INSTRUCTIONS FOR THE TASK: Please set out every line of the listing below as a numbered list, skipping blank lines and leaving the pictures out.
+++
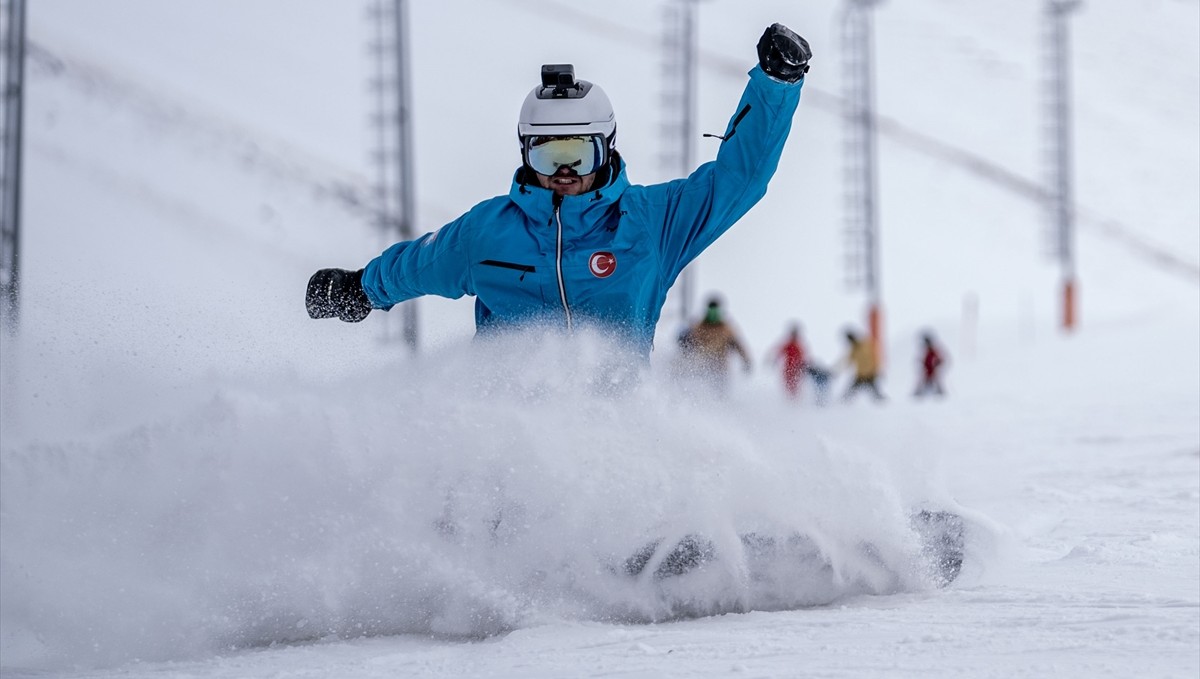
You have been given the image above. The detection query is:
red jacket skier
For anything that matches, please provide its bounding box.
[913,332,946,397]
[775,325,808,399]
+++
SOLUTION TO THE EXERCISE:
1. You have been given the image above. The detection query is:
2. red jacket skier
3. For anything that matches, please provide its bounding box.
4. [913,332,946,397]
5. [775,325,808,399]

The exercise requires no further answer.